▶ Исходный отрывок:
Трюгэ старался всеми силами ускорить сформирование корсиканских батальонов, назначенных в экспедицию, но Паоли располагал незначительными войсками, так что в походе в Средиземное море могли принять участие вместо трех тысяч лишь тысяча восемьсот человек и 13 орудий.
Через несколько дней после прибытия эскадры между матросами и корсиканцами начались распри, поводом к которым послужила погоня за «аристократами» (что бы это значило??), стоившая жизни двум корсиканским национальным гвардейцам. Только благодаря умению начальников вражда между обеими нациями не приняла широких размеров. Ввиду этого, однако, нечего было и думать брать с собою в экспедицию корсиканскую национальную гвардию и везти ее на судах адмирала Трюгэ. Паоли решился поэтому вместо национальной гвардии предоставить в распоряжение Трюгэ не только всю сорок вторую дивизию, но и тринадцать тысяч из двадцать шестой и пятьдесят второй. Корсиканские же добровольцы должны были предпринять неожиданное нападение на маленькие островки к северу от Сардинии; главным образом Паоли имел в виду самый крупный из них — Маддалену, занимавшую чрезвычайно благоприятное положение в Средиземном море. А по мнению некоторых моряков, значение его даже более важное, чем Мальты и Гибралтара. В январе 1793 года приготовления в Аяччо были закончены, и Трюгэ 8 января поднял якорь, чтобы направиться к Каглиари. Наибольшую часть экспедиционного корпуса должны были составлять батальоны двух юго-восточных департаментов Франции. Но с громадным трудом собрали едва четыре тысячи солдат, большею частью молодых и почти совершенно неопытных. Среди них находились два батальона, носивших многообещающее название «Марсельской фаланги». Но это к слову. Лишь в начале января было закончено формирование корпуса, и в тот же день, когда Трюгэ покидал Аяччо, транспорт флота отчалил из Вильфранш. Общее начальствование над сухопутными войсками было поручено сперва, как уже говорилось, д'Ансельму, но вследствие нескольких поражений, а также и грабежей в Ницце, его отозвали для дачи показаний в Париж, и 20 декабря его заменил генерал Брюнн. В конце концов руководство сардинским походом было поручено генералу Казабиянке.

▶ Исходные данные:
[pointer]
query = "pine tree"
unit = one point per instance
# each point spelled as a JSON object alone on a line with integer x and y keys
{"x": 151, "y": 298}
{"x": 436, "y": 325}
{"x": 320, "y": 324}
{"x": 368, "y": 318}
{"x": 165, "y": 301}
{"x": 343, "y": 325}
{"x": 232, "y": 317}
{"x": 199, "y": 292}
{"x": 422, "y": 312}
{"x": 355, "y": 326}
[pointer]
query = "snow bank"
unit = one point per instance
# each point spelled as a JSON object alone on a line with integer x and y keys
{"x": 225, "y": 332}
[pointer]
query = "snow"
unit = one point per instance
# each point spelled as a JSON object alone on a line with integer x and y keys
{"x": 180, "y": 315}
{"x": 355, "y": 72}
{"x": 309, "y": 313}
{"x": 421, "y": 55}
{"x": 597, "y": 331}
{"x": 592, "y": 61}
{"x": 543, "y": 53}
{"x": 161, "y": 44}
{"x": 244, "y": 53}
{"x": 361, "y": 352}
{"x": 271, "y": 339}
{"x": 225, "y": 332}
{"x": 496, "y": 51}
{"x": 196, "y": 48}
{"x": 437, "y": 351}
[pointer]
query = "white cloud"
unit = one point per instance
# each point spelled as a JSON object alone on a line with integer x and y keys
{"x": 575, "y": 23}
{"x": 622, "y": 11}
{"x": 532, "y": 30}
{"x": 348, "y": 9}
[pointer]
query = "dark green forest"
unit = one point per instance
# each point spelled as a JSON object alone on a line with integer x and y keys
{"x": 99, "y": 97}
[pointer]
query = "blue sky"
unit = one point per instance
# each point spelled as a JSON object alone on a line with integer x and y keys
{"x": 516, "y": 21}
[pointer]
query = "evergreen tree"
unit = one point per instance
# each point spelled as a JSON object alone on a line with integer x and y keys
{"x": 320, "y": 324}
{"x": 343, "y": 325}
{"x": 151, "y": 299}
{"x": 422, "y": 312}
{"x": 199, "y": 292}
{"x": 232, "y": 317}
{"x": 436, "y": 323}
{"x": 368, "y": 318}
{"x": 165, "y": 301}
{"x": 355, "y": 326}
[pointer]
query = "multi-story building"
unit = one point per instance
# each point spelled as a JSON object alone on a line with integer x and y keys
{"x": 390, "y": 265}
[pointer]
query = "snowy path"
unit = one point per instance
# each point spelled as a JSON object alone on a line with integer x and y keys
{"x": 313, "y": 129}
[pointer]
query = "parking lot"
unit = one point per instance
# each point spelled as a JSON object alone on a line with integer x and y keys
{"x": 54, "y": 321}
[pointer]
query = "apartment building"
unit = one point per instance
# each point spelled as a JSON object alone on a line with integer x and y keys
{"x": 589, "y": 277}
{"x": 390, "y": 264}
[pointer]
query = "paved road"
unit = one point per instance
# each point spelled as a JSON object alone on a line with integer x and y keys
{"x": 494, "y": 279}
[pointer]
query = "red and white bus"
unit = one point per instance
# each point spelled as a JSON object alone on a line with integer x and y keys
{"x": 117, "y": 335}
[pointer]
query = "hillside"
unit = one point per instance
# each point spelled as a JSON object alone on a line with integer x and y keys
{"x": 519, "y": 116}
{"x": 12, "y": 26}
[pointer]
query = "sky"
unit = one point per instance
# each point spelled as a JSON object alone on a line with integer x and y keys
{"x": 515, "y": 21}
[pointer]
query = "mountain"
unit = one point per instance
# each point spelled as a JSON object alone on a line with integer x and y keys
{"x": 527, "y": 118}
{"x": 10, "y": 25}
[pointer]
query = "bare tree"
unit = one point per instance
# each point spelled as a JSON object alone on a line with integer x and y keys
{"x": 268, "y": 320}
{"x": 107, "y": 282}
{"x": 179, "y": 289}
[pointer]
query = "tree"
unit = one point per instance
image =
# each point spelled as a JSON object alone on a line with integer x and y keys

▶ Задание: Воспроизведите дословно часть отрывка о походе на Сардинию от «Трюгэ старался всеми» до «и 13 орудий.».

▶ Решение ниже:
Трюгэ старался всеми силами ускорить сформирование корсиканских батальонов, назначенных в экспедицию, но Паоли располагал незначительными войсками, так что в походе в Средиземное море могли принять участие вместо трех тысяч лишь тысяча восемьсот человек и 13 орудий.